WORK TO BE COMPLETED: Extract every line of the material and reproduce each one verbatim.

(Stored items)
-- -- --

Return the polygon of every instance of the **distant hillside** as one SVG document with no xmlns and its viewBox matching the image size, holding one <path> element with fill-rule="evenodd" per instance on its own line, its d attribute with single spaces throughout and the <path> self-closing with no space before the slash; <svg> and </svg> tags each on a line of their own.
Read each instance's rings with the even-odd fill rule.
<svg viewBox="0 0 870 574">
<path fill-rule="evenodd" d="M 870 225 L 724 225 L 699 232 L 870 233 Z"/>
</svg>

-- -- --

ANSWER TO THE EXERCISE:
Return the polygon of every instance of the **distant hillside** as one SVG document with no xmlns and its viewBox matching the image size, holding one <path> element with fill-rule="evenodd" per instance on its own line, its d attribute with single spaces throughout and the <path> self-closing with no space before the slash; <svg> and </svg> tags each on a line of their own.
Read each instance's rings with the even-odd fill rule.
<svg viewBox="0 0 870 574">
<path fill-rule="evenodd" d="M 870 225 L 724 225 L 699 232 L 870 233 Z"/>
</svg>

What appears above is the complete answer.